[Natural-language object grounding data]
[Start of section]
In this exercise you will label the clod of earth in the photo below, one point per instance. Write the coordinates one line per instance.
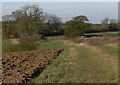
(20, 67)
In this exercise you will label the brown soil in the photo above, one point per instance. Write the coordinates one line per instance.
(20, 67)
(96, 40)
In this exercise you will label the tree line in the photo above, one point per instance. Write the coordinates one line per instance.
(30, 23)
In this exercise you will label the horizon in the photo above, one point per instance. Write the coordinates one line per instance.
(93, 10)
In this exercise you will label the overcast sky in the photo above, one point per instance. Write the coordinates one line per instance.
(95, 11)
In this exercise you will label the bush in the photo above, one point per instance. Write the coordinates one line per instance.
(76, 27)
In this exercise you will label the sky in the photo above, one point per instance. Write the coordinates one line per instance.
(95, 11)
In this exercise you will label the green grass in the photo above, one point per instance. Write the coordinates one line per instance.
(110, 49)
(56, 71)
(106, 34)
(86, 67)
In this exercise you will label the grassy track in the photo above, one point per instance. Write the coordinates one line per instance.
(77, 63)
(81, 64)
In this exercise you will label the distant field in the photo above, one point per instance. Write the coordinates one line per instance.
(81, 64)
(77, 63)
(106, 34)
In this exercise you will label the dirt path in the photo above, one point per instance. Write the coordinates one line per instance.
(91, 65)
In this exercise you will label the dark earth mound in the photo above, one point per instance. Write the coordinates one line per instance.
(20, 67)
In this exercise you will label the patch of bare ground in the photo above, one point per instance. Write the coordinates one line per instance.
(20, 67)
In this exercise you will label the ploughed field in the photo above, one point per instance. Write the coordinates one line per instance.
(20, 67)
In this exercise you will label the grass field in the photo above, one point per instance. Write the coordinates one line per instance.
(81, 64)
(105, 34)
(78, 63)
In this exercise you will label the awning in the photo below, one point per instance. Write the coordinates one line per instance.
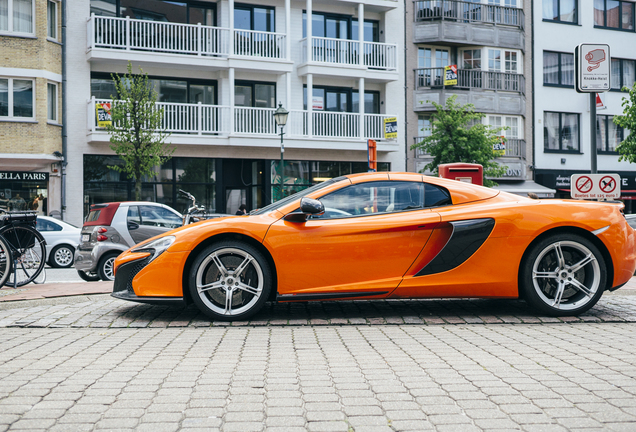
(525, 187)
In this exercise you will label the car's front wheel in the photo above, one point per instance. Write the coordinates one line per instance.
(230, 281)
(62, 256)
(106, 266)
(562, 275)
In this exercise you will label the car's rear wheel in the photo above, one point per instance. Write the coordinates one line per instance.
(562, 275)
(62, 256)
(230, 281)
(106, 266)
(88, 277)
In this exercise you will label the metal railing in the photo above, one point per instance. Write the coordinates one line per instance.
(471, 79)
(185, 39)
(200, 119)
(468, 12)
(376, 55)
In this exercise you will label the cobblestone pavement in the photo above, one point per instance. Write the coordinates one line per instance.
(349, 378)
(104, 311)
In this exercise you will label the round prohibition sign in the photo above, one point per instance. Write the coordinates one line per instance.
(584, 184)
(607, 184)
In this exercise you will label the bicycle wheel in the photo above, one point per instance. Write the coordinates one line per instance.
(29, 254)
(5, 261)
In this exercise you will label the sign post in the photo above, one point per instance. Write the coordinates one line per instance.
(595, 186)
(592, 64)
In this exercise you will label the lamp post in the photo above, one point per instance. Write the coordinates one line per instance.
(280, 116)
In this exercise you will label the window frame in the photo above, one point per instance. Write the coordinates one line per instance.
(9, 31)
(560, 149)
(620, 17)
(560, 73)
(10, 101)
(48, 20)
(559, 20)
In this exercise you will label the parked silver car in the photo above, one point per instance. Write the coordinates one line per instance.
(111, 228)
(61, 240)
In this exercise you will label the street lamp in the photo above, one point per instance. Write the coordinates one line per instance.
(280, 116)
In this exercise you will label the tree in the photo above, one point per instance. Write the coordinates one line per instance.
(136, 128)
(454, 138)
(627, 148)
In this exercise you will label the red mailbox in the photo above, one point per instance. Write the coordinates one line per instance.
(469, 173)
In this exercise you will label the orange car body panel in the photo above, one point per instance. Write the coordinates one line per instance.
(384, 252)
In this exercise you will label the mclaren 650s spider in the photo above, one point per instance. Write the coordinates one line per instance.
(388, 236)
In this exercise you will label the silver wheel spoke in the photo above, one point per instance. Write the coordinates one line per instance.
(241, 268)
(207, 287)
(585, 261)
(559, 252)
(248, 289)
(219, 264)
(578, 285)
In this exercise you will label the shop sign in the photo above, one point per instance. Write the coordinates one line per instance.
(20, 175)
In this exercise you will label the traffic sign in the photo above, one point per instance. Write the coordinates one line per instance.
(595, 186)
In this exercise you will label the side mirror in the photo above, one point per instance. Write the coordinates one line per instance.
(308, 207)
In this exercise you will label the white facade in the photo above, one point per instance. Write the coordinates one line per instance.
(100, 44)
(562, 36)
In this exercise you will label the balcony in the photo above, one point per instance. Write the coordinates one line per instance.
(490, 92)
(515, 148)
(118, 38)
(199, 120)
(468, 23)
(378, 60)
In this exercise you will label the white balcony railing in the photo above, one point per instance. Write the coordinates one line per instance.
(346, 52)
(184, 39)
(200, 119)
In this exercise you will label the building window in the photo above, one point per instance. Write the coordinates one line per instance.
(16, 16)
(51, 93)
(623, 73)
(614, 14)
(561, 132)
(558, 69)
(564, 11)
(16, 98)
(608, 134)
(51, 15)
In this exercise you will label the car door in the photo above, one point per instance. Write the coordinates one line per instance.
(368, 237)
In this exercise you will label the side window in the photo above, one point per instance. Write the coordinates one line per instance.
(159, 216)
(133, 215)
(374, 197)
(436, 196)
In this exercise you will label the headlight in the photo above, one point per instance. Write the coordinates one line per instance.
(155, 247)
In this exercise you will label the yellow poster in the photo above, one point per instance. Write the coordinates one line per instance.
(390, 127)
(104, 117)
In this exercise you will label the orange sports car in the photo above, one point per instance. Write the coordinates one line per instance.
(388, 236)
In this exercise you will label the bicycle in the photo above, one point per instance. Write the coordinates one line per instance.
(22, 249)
[End of section]
[Problem description] Every line above is to be given again exactly, apart from the pictures.

[Result]
In this exercise you will label the clod of earth in the photo below, one point per instance. Write the coordinates one line per instance.
(20, 67)
In this exercise you will label the brown soil in the photo above, one point per instance. Write the coordinates one line per instance.
(20, 67)
(96, 40)
In this exercise you will label the tree line in the photo above, one point per instance. Write the coordinates one line per instance.
(30, 23)
In this exercise you will label the horizon in the photo above, one point per instance. Write the coordinates one line per instance.
(93, 10)
In this exercise you will label the overcast sky in the photo above, one point per instance. Write the coordinates one line per instance.
(95, 11)
In this exercise you will label the bush in the photo above, one point per instance. Write the coordinates one line per instance.
(76, 27)
In this exercise you will label the sky in the photo above, one point per instance. Write the coordinates one line per instance.
(95, 11)
In this exercise you will label the green grass in the photo above, one point per instance. Write the coordinates one line per instance.
(110, 49)
(56, 71)
(106, 34)
(86, 67)
In this exercise you will label the grassy track in the photo above, one point per instance. Write the coordinates one line per instance.
(77, 63)
(81, 64)
In this exercise you will label the distant field in the photo above, one point per instance. Write the coordinates one line per instance.
(81, 64)
(77, 63)
(106, 34)
In this exercise you will label the dirt path in the photo above, one point per instance. Write the coordinates one line per instance.
(91, 65)
In this exercise you will label the dark earth mound in the photo above, one point per instance. Write the coordinates one line per instance.
(20, 67)
In this exercise you will label the patch of bare ground in the photo above, one point per instance. Write the coordinates one line per instance.
(20, 67)
In this exercise you will label the ploughed field in the photo above, one point per instance. Write the coordinates one line per instance.
(20, 67)
In this exercise you will label the grass field in the photo above, one point per instance. Write the coordinates one line per instance.
(81, 64)
(105, 34)
(78, 63)
In this exercise you will label the awning in the photo below, one point per instance. Write the coordinates one line per instance.
(525, 187)
In this exercise you will label the car's front wheel in the photo above, one point per instance. Write the coordinates one line per instance.
(230, 281)
(62, 256)
(106, 266)
(562, 275)
In this exercise you will label the car's rear wheel in the photo above, one point per instance. Write the coordinates one line per instance.
(562, 275)
(62, 256)
(230, 281)
(106, 266)
(88, 277)
In this exercise you will label the metal railing in the photo above, one point per instance. Write the coordinates one line per instance.
(471, 79)
(185, 39)
(200, 119)
(468, 12)
(376, 55)
In this exercise you will label the cobblestone pavement in the photo above, one point per instance. Write the coordinates one line per instance.
(349, 378)
(104, 311)
In this exercise you will label the round prohibition sign in the photo above, one point per instance. Write the coordinates one line per instance.
(584, 184)
(607, 184)
In this exercise you will label the bicycle wheel in the photo above, one point per instance. Write the coordinates one line per instance.
(29, 254)
(5, 261)
In this exercise you will label the sign post in the photo above, one point per instance. Write the coordinates one line per instance.
(595, 186)
(592, 64)
In this exercise you will label the lamp post in the photo above, one point per instance. Write the coordinates one line per instance.
(280, 116)
In this exercise you will label the window frame in the photo above, one point per instance. Write the coordinates one line per instance.
(9, 31)
(560, 149)
(620, 17)
(560, 73)
(10, 101)
(48, 20)
(559, 20)
In this exercise you will label the parked silver car in the photo above, one point per instance. Write the coordinates one line per instance.
(111, 228)
(61, 240)
In this exercise you will label the street lamp in the photo above, one point per instance. Write the coordinates one line per instance.
(280, 116)
In this exercise you will label the tree in the photo above, one point per instance. Write the coordinates one line per instance.
(136, 128)
(454, 138)
(627, 148)
In this exercise you will label the red mailbox in the photo above, one point per instance. Write the coordinates one line per instance.
(469, 173)
In this exercise you will label the orange car body panel in the photo above, one point per instance. Write the coordinates one line per instance.
(384, 252)
In this exercise you will label the mclaren 650s spider in the photo above, one point per instance. Write the coordinates one line per instance.
(388, 236)
In this exercise you will label the silver wheel spoke in the photo above, one point per instance. Write the coordinates one line per instance.
(241, 268)
(207, 287)
(585, 261)
(559, 252)
(248, 289)
(219, 264)
(578, 285)
In this exercise you will label the shop sign in the photo above, one point per instance. Write the coordinates one line per instance.
(20, 175)
In this exercise you will label the traffic sign in the photo above, one point per instance. Write the coordinates one line per instance.
(595, 186)
In this exercise you will label the side mirror in the photo above, one point per instance. Write the coordinates one line per instance.
(308, 207)
In this exercise you will label the white facade in the photo above, one point per instance. Write the coordinates one line per instance.
(100, 44)
(562, 36)
In this exercise you will label the balcony in the photo above, one point per instance. Write the coordinates one line per instance.
(490, 92)
(515, 148)
(118, 38)
(199, 120)
(468, 23)
(378, 60)
In this exercise you will label the white balcony railing in the photo above, one point per instance. Write the coordinates one line per instance.
(346, 52)
(184, 39)
(200, 119)
In this exercise you will label the building window in the photo above, one point per instance. Write the coordinates one line per instance.
(16, 16)
(51, 93)
(623, 73)
(614, 14)
(561, 132)
(558, 69)
(564, 11)
(16, 98)
(608, 134)
(51, 15)
In this exercise you will label the car door in the photo above, one point per instance. Write the coordinates one line per instance.
(368, 237)
In this exercise you will label the side window in the photo above, one point per instance. Write the coordinates one line per instance.
(159, 216)
(133, 215)
(374, 197)
(436, 196)
In this exercise you will label the headlight in the photo above, one point per instance. Write the coordinates one line per instance.
(155, 247)
In this exercise you will label the yellow poster in the photo above, one point per instance. Write the coordinates one line per instance.
(390, 127)
(104, 117)
In this exercise you will label the orange sports car in the photo above, one point per instance. Write the coordinates one line per instance.
(388, 236)
In this exercise you will label the bicycle in the photo above, one point per instance. Write the coordinates one line per instance.
(22, 249)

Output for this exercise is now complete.